[START]
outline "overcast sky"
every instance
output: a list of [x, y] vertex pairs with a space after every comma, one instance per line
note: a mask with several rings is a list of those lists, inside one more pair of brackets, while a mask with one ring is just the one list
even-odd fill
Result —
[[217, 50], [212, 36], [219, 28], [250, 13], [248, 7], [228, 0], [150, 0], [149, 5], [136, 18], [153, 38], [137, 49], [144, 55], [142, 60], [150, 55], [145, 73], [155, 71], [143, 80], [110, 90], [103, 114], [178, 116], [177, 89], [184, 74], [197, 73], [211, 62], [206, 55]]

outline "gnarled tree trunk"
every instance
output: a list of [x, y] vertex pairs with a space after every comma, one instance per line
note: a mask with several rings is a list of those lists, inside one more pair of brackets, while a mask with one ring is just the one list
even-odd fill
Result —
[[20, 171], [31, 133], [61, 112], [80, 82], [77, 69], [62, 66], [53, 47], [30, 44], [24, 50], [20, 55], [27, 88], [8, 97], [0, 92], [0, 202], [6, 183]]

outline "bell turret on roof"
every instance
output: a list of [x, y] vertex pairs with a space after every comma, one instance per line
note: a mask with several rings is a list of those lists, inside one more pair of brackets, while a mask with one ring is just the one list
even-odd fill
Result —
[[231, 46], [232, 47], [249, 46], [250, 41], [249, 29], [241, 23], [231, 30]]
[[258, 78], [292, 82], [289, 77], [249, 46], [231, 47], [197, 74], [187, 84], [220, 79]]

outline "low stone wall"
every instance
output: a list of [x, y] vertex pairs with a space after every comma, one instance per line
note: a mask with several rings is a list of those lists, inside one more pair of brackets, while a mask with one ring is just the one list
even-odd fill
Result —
[END]
* [WORK REQUIRED] Update the rows above by replacing "even-odd fill" with "nonzero fill" wherever it occurs, and leave every other line unchanged.

* [RESPONSE]
outline "overcast sky"
every instance
output: a list of [x, y] vertex pairs with a space after every comma, one instance per line
note: a mask with several rings is a list of those lists, inside one more pair of brackets, while a mask with one ring is just the one list
nonzero fill
Result —
[[217, 50], [212, 36], [219, 28], [250, 13], [248, 7], [228, 0], [150, 0], [149, 5], [136, 18], [153, 38], [137, 49], [144, 55], [142, 60], [150, 55], [145, 73], [155, 71], [143, 80], [110, 90], [103, 114], [178, 116], [177, 89], [184, 74], [197, 73], [211, 62], [206, 55]]

outline "gnarled tree trunk"
every instance
output: a list of [x, y] vertex pairs with a space after every comma, one instance per line
note: a mask with several rings is a list of those lists, inside one more pair of brackets, while a mask with one ring is just the one list
nonzero fill
Result —
[[20, 171], [31, 133], [61, 112], [80, 82], [77, 69], [62, 66], [53, 47], [30, 44], [24, 50], [20, 55], [27, 88], [8, 97], [0, 92], [0, 202], [6, 183]]

outline "bell turret on roof"
every instance
output: a list of [x, y] vertex pairs with a space after every comma, one instance per line
note: a mask with several rings is a list of those lists, inside one more pair of brackets, while a mask with one ring is just the one list
nonzero fill
Result —
[[231, 46], [232, 47], [249, 46], [250, 41], [249, 29], [241, 23], [231, 30]]
[[258, 78], [292, 82], [289, 77], [249, 46], [231, 47], [197, 74], [187, 84], [220, 79]]

outline "low stone wall"
every instance
output: a list of [x, y] vertex pairs with a space after every comma, one instance per line
note: a mask with several rings is a list of those lists, inside one more pair of brackets, while a mask with one ring is just the one list
nonzero fill
Result —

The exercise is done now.